__WORK TO DO__.
Write the material out again exactly as it stands.

━━━

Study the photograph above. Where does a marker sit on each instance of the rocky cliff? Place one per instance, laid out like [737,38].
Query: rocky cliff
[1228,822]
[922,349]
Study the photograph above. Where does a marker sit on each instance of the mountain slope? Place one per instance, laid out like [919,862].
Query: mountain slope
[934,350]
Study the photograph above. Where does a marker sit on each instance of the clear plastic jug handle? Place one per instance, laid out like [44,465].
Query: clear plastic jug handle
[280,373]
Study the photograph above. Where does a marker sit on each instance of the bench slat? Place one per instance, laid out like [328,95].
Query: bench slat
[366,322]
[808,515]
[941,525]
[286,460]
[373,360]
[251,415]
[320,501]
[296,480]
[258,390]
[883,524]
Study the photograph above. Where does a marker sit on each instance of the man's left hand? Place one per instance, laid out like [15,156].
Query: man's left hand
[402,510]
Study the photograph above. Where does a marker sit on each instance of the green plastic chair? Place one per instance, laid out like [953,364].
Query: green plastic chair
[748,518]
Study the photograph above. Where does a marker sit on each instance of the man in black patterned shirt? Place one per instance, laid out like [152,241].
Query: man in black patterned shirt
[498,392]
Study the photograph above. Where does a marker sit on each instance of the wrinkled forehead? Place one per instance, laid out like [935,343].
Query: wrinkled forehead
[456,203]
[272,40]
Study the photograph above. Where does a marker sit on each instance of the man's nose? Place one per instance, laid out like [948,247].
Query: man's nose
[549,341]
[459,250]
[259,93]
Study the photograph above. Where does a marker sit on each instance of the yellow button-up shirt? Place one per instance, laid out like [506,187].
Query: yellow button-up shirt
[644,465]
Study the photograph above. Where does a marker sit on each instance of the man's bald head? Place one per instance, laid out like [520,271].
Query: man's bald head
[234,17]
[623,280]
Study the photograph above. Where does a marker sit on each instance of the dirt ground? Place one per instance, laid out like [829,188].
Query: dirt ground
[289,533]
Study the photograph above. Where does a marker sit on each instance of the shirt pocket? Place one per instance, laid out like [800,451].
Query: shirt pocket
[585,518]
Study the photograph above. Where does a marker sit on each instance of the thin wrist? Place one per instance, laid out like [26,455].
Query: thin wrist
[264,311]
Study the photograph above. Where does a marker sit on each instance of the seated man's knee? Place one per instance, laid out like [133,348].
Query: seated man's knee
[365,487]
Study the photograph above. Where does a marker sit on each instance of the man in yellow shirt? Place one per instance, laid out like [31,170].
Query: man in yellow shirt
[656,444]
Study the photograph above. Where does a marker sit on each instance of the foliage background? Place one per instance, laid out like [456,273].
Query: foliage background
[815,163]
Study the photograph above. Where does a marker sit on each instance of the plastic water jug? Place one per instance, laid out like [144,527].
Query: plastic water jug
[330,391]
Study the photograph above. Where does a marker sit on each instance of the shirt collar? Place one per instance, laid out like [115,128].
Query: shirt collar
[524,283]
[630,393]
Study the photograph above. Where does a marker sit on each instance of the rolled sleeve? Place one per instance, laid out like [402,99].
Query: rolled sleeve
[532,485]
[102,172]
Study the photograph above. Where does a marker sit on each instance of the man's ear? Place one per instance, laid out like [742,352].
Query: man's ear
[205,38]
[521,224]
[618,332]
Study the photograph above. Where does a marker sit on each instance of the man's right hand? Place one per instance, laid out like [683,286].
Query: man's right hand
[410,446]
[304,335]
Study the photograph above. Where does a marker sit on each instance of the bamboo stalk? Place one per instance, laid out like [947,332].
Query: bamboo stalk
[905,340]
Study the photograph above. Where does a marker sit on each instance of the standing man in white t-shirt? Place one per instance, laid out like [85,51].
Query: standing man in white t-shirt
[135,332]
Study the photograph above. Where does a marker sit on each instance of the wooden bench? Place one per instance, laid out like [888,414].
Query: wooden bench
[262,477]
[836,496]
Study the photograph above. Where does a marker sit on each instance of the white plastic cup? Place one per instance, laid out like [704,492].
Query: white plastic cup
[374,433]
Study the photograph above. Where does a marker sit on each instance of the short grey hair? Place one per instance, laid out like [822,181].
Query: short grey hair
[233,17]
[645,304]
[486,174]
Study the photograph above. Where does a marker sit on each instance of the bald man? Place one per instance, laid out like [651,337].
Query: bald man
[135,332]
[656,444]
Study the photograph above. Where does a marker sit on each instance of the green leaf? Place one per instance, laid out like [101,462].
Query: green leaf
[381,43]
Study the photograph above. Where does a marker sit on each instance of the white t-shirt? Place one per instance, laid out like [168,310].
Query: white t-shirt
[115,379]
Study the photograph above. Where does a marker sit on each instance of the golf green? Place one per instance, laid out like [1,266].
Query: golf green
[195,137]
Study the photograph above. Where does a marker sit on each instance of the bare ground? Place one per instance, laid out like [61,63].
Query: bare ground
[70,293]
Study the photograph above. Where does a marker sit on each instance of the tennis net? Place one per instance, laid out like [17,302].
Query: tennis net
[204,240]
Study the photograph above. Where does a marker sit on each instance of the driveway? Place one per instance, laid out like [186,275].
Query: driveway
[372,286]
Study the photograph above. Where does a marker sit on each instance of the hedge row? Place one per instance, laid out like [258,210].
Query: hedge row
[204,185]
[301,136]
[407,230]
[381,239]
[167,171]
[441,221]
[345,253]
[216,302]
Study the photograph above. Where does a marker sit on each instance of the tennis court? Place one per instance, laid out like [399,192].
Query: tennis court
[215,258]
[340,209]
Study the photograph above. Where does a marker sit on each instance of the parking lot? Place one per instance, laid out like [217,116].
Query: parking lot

━━━

__WRITTEN SOLUTION__.
Study the photograph above. Where does a marker sit on each instance of the rocky cliff? Place one per instance, laid out like [737,38].
Query: rocky cliff
[1228,822]
[922,349]
Study the photograph above. Where does a marker sit on each instance of the mountain slope? Place one per instance, laid out like [919,862].
Query: mountain slope
[934,350]
Study the photograph above. Where does a marker sit on each instance of the clear plastic jug handle? Place one per instance, laid out like [44,465].
Query: clear plastic jug handle
[280,373]
Study the photograph above. Where does a marker sit on each instance of the bench slat? Place one per instance, laid out like [328,95].
Query: bench slat
[366,322]
[808,515]
[941,525]
[286,460]
[373,360]
[251,415]
[320,501]
[296,480]
[258,390]
[883,524]
Study the photograph above. Where does a marker sit on each instance of the man's left hand? Place one per instance, laid out like [15,156].
Query: man's left hand
[402,510]
Study the photograph above. Where does a marker sit on each instance of the green plastic chair? Place one per instance, laid out like [953,364].
Query: green plastic chair
[748,518]
Study the photograph above. Where does a marker sit on each instance of the man in black patterned shirt? Place one per instance, laid out like [152,241].
Query: man in black patterned shirt
[498,392]
Study the photograph above. Where does a marker sit on each instance of the wrinkled forehead? Place one per instance, laid out like [935,343].
Query: wrinkled forehead
[456,203]
[272,40]
Study the photograph above. Where does a marker sit on each instance of the man's nose? Place one per instance, laid out like [948,247].
Query: man's nose
[549,341]
[459,250]
[259,93]
Study the photograph above. Where does a marker sit on each instance of the yellow button-up shirt? Place one per instance, laid out like [506,187].
Query: yellow button-up shirt
[644,465]
Study the photograph above. Where does a marker sit on each instance of the man's bald head? Place one per instance, laid out like [520,271].
Query: man's bald head
[234,17]
[623,280]
Study the photograph above. Where does a marker sit on each instance of the dirt ground? Place one per instance, laid out like [829,188].
Query: dirt ground
[289,533]
Study the photograph above. Where does a marker sit on each instance of the shirt pocket? Place one per instance, laid out like [800,451].
Query: shirt pocket
[585,518]
Study the photograph above. Where does a marker sit on each instance of the thin wrist? Place one per instance, laid out like [26,455].
Query: thin wrist
[264,311]
Study the photograph above. Where does a marker sit on each instance of the seated man's knee? Place one per instance, laid out like [133,348].
Query: seated man's knee
[365,487]
Study the photograph above. Where does a marker sit on each instance of the man in yellow shirt? Place one per instance, laid out like [31,170].
Query: man in yellow shirt
[656,444]
Study the photograph above. Where does a marker sit on each instance of the foliage background? Place one per instance, laid out like [456,273].
Query: foliage background
[815,163]
Study the photograph above. Where does a marker sit on each instance of the plastic water jug? Place one per instance, laid out like [144,527].
Query: plastic water jug
[330,391]
Study the photograph above. Where does a marker sit on each instance of the shirt collar? Place one per instance, laid out like [115,128].
Query: shirt collar
[524,283]
[630,393]
Study the photograph above. Where does a marker sit on each instance of the rolled sleeve? Place one per instance, laid out like [402,99].
Query: rolled sleeve
[532,485]
[102,172]
Study the photograph above. Where does a marker sit on each instance of the man's ear? Place one per instance, laid out like [742,352].
Query: man's ear
[205,38]
[521,224]
[618,332]
Study the photograph above. Where does a marker sit on each instance of the man's right hand? Place one per instance, laid out like [683,286].
Query: man's right hand
[410,446]
[304,335]
Study the photograph above. Where does a marker sit on each instance of the bamboo stalk? Place one per instance, laid out like [947,332].
Query: bamboo stalk
[905,340]
Study the photograph above. Where does a marker sit on each instance of the standing man in white t-shirt? Place one per instance, laid out like [85,51].
Query: standing man in white t-shirt
[135,332]
Study the photograph above. Where does a marker sit on each instance of the wooden bench? Place one per instance, laid out like [888,414].
Query: wooden bench
[262,477]
[836,496]
Study the photograph above. Where does a marker sit on each instance of the white plastic cup? Place one per instance, laid out like [704,492].
Query: white plastic cup
[374,433]
Study the photograph above. Where does a marker sit on each instance of the short grey hair? Place one per instance, laid out like [822,181].
Query: short grey hair
[233,17]
[645,304]
[486,174]
Study the photograph above. Where does a marker sit on each instance of the bald man? Place one per instance, laid out like [651,337].
Query: bald man
[135,332]
[656,444]
Study the photograph above. Where does a marker sit on each instance of the green leaf? Place one per instance, laid out like [101,462].
Query: green leaf
[381,43]
Study the photograph above. Where does a marker sit on each instance of the white t-shirt? Place one per instance, laid out like [168,310].
Query: white t-shirt
[115,379]
Study the photograph above. Where does a marker sit on each instance of the golf green? Place one per instance, laid out like [1,266].
Query: golf green
[195,137]
Study the photograph above. Where does a marker sit on each instance of the bare ground? Place one per instance, laid out like [61,63].
Query: bare ground
[70,293]
Study the photograph above. Where does a marker sit on each instance of the tennis net? Place one per instance, laid out like [17,302].
Query: tennis net
[204,240]
Study the photograph above. Where does a marker sit on each instance of the driveway? Place one per instance, laid out like [186,275].
Query: driveway
[372,286]
Study the photograph above. Where does a marker sit on each instance of the hedge row? Place one per instance, laid out like [258,210].
Query: hedge row
[204,185]
[301,136]
[407,230]
[381,239]
[167,171]
[441,221]
[345,253]
[216,302]
Study the photograph above. Where does a marker sit on each instance of the tennis court? Place one per instance, laid out like [399,192].
Query: tennis court
[215,258]
[340,209]
Study the photograph above. Where does a marker sit on each instance of the parking lot? Place one per instance, laid out like [217,116].
Query: parking lot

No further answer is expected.